*SET TASKS*
[1] Do these statements agree with the excerpt on full faith and credit below? (a) The right to inherit real property is based on the law of the state where the property is situated. (b) The decedent's domicile was in Tennessee. (c) The attempt by Pyles and Flowers to apply the Full Faith and Credit Clause is called appropriate. Answer yes or no for each, quoting the deciding words.
[2] Can you reproduce the excerpt on full faith and credit word for word, from "The law of the place" up to and including "creating the status."?

I. Full Faith and Credit

The attempt by Pyles and Flowers to apply the Full Faith and Credit Clause of the United States Constitution to this situation is inappropriate. There is no question that full faith and credit shall be given in each state to the judicial proceedings of every other state. Cf. Article IV, § 1, U.S. Const. However, they must fail *367 when they seek to extend the valuable principle of full faith and credit beyond a foreign judgment or judicial proceeding, including a judgment of adoption so as to include the statutes of Descent and Distribution of a foreign state which are in conflict with similar statutes in Kentucky. The right of inheritance is based on the law of the state in which the property is situated, if real property, or the domicile of the decedent, if personal. Gaskins v. Gaskins, 311 Ky. 59, 223 S.W.2d 374 (1949); KRS 395.260. Here, the property and the domicile of the decedent are both located in Kentucky, thus Kentucky law applies.

Even Tennessee resolves the same conflict of laws question in Delamotte v. Stout, 207 Tenn. 406, 340 S.W.2d 894 (1960) when it stated:

The law of the place where the property is situated or the law of the decedent's domicile controls the fact of the right of inheritance when in conflict with the law creating the status.

*GIVEN INFORMATION*
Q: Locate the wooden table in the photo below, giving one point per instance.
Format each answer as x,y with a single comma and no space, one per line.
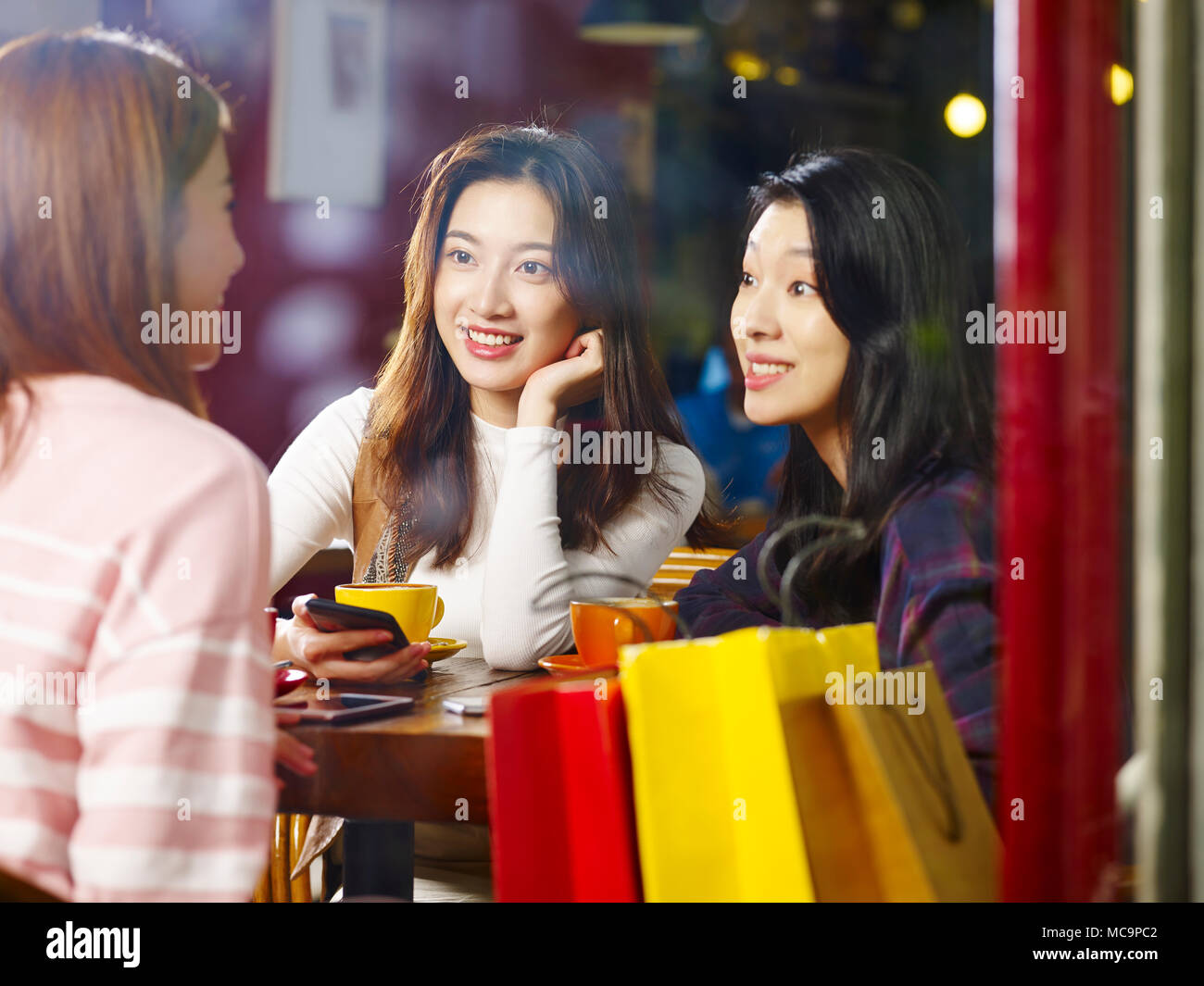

*EXERCISE ANSWERS*
[1]
(a) Yes: "The right of inheritance is based on the law of the state in which the property is situated, if real property"
(b) No: "the property and the domicile of the decedent are both located in Kentucky"
(c) No: "The attempt by Pyles and Flowers to apply the Full Faith and Credit Clause of the United States Constitution to this situation is inappropriate."

[2]
The law of the place where the property is situated or the law of the decedent's domicile controls the fact of the right of inheritance when in conflict with the law creating the status.